▶ **Problema a resolver**
Transcreva o trecho da reportagem sobre a Prevent Senior na CPI da Covid compreendido entre "O diretor-executivo da" e "testemunha para investigado.", inclusive.

====== Trecho do documento

COVID-19

Senadores da CPI suspeitam que Prevent Senior alterou prontuários de pacientes

Integrantes da CPI suspeitam que empresa alterou prontuários de pacientes com covid-19 e atribuiu outras doenças depois de um certo tempo de internação. Senadores consideraram a prática "fraudulenta" e "criminosa". Diretor da rede de hospitais tornou-se investigado

Fernanda Strickland
Tainá Andrade
postado em 23/09/2021 06:00
 (crédito: Pedro França/Agência Senado)
(crédito: Pedro França/Agência Senado)

O diretor-executivo da Prevent Senior, Pedro Benedito Batista Júnior, reconheceu, ontem, que a empresa alterava os prontuários dos pacientes com covid-19. Ao depor na CPI da Covid, ele admitiu que depois de duas ou três semanas de internação, a informação de que o paciente tinha a doença provocada pelo novo coronavírus era retirada e outra era colocada no lugar. Por causa disso, o presidente do colegiado, senador Omar Aziz (PSD-AM), mudou a condição do médico de testemunha para investigado.

============
====== Registros extraídos

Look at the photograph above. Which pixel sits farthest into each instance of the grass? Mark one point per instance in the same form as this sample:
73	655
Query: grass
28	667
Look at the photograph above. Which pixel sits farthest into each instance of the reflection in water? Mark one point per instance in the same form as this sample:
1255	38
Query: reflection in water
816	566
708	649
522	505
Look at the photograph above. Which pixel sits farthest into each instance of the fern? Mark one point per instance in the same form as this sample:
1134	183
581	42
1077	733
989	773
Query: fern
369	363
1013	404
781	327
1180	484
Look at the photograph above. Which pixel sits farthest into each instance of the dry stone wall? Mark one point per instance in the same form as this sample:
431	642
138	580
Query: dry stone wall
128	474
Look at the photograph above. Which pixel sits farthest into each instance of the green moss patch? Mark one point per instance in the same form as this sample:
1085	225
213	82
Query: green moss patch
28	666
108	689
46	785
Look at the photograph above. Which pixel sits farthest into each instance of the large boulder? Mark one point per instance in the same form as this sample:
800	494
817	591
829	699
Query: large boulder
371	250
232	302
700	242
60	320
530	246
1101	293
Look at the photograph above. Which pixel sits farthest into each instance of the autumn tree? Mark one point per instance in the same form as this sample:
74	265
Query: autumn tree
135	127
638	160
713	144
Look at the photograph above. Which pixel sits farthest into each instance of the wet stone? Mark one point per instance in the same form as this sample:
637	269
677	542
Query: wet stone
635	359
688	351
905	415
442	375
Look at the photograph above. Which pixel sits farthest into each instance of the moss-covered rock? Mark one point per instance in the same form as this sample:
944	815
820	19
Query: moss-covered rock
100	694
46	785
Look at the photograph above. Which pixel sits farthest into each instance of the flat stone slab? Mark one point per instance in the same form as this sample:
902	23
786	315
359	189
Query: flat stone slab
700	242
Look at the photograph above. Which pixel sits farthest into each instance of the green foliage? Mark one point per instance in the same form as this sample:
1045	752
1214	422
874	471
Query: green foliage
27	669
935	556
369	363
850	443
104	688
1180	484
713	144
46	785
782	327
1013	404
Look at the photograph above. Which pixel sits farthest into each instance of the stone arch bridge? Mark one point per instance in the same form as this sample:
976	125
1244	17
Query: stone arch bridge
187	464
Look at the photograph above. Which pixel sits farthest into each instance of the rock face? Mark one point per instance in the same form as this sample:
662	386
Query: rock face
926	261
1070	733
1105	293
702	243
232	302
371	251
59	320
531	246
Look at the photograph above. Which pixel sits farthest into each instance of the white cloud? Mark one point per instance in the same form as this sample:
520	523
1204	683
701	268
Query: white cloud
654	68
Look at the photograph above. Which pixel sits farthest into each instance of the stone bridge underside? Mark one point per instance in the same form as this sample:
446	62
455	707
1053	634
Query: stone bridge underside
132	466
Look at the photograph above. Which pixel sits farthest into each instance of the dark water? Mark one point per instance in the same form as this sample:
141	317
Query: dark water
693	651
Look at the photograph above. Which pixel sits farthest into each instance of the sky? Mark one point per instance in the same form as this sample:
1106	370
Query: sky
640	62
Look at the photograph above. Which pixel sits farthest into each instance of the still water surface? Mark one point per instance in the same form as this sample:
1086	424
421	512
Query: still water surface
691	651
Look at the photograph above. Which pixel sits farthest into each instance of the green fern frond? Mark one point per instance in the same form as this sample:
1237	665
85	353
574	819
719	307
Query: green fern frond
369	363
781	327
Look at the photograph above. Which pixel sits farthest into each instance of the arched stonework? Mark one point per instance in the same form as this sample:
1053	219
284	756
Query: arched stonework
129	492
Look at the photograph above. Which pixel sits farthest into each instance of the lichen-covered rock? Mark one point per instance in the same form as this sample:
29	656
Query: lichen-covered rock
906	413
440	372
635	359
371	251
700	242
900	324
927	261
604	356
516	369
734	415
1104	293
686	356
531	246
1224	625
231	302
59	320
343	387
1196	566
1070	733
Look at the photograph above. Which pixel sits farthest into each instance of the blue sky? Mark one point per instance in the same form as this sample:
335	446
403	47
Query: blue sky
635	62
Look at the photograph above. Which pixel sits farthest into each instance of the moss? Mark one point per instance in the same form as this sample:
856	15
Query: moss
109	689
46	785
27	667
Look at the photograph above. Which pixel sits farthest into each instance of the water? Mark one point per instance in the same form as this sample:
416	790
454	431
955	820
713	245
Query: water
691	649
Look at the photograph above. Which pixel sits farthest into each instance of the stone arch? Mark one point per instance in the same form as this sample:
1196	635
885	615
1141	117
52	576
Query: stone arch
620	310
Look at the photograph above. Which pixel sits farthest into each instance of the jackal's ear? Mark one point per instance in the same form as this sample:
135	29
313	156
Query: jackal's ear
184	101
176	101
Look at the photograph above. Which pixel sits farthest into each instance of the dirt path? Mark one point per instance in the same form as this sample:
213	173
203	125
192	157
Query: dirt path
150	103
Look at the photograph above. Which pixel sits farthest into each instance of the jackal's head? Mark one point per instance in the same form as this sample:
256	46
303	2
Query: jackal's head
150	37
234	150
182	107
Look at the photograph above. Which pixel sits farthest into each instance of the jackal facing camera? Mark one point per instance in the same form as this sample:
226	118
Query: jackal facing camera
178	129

============

▶ **Resposta redigida**
O diretor-executivo da Prevent Senior, Pedro Benedito Batista Júnior, reconheceu, ontem, que a empresa alterava os prontuários dos pacientes com covid-19. Ao depor na CPI da Covid, ele admitiu que depois de duas ou três semanas de internação, a informação de que o paciente tinha a doença provocada pelo novo coronavírus era retirada e outra era colocada no lugar. Por causa disso, o presidente do colegiado, senador Omar Aziz (PSD-AM), mudou a condição do médico de testemunha para investigado.